[Saved entries]
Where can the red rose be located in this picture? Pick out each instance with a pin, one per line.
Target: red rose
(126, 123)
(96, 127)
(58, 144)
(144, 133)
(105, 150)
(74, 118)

> [Exercise details] Every entry above should be transcribed exactly as it appears.

> [Solution]
Where can the red rose be located in this picture? Pick out each instance with a pin, one per line.
Target: red rose
(126, 123)
(96, 127)
(58, 144)
(144, 133)
(105, 150)
(74, 118)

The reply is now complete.